### Task
Print, exactly as given, each line of the data from the line containing "of the bookshelf" up to and including its last line.
-- Start Given data --
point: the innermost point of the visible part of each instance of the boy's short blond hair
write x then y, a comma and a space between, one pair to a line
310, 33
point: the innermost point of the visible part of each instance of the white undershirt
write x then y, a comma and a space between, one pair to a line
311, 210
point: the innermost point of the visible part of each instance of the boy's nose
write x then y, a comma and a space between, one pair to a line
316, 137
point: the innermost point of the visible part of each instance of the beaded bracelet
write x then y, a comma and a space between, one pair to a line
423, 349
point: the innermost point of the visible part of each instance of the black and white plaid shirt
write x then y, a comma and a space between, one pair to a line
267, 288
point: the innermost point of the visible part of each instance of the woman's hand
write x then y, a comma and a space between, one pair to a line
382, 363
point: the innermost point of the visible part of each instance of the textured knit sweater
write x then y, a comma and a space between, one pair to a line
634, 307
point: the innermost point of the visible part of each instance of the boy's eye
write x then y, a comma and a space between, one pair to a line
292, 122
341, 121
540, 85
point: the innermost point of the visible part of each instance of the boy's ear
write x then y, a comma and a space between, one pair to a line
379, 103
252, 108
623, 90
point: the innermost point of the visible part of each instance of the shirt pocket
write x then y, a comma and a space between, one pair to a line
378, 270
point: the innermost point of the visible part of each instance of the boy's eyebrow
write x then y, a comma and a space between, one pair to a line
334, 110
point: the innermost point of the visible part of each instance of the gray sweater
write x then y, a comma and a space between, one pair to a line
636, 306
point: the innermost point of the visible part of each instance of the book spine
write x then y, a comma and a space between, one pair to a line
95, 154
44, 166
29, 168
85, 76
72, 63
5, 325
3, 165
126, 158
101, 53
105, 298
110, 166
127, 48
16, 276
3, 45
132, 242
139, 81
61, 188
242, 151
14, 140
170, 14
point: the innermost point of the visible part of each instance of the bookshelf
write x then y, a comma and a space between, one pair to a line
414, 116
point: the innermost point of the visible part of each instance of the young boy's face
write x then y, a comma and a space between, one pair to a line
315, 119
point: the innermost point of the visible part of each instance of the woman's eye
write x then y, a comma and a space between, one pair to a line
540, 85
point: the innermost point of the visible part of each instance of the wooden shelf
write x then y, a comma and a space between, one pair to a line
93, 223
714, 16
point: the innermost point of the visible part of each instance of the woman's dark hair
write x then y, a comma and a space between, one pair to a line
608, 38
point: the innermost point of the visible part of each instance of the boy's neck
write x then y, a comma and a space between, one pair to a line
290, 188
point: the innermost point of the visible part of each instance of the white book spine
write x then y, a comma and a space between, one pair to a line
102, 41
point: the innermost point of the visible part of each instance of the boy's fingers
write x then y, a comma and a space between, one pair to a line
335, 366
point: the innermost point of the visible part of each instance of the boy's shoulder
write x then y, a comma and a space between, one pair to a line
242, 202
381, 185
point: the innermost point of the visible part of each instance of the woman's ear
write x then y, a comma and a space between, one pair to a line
-- End Given data --
### Task answer
point: the innermost point of the visible part of each instance of the bookshelf
write x then y, a comma and a space between, one pair to a line
414, 116
point: the innermost point of the visible part of each instance of the young boy's face
write x then y, a comma and a space between, one pair to a line
315, 119
point: the innermost point of the visible part of each instance of the woman's eye
write x then y, a comma and a space between, one pair to a line
540, 85
point: the innermost point of the visible part of each instance of the wooden shelf
write x then y, a comma and a space between, one pair to a line
93, 223
714, 16
point: the innermost point of the visible part of each instance of the woman's dark hair
write x then y, a comma and a space between, one pair to a line
608, 38
point: the innermost point of the visible part of each instance of the boy's neck
write x then y, a comma and a space between, one pair to a line
290, 188
point: the innermost point of the visible part of each instance of the white book spine
write x then y, a comma and a space between, one pair to a line
102, 41
point: the innermost point of the visible part of each instance of the boy's fingers
write x then y, a comma and a space between, one pair to a line
335, 366
point: the innermost point of the visible part of each instance of the boy's shoulder
write x then y, a comma and a space between, one pair to a line
242, 202
381, 185
point: the innermost point of the visible part of each instance of the woman's ear
write x then y, a comma and a space between, one pair to a line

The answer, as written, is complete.